# Set task
Can you rewrite the entries from the line containing "Spot any eroded rock ledge in the frame." through the line containing "[14,39,1315,489]", both included, keeping every line and multiplying each bounding-box coordinate in the answers by 0.5, rounded to whole numbers with halves rounded up? Give only those lines.

# Exercise material
-----
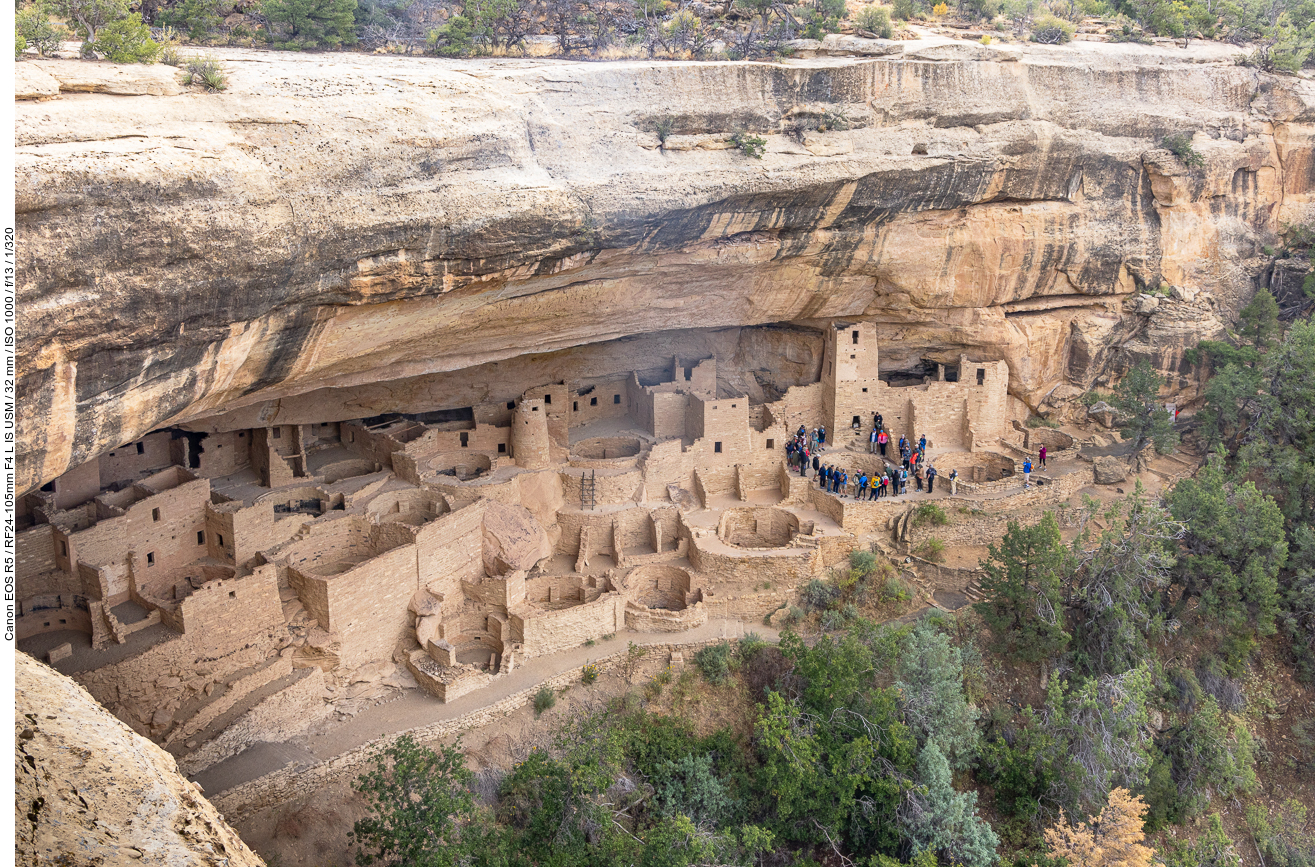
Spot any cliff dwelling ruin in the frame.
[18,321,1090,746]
-----
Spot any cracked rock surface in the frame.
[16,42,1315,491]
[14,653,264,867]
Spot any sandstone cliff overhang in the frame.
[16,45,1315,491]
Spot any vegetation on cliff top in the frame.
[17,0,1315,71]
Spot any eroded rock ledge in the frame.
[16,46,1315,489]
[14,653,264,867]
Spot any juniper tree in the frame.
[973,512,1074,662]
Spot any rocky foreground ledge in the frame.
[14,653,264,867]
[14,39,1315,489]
-----
# Result of the task
Spot any eroded rock ledge in the frame.
[8,23,658,245]
[7,327,132,434]
Spot any juniper tree in the frame.
[487,256,537,331]
Spot any rocky foreground ledge in the frame.
[7,327,132,434]
[7,20,658,245]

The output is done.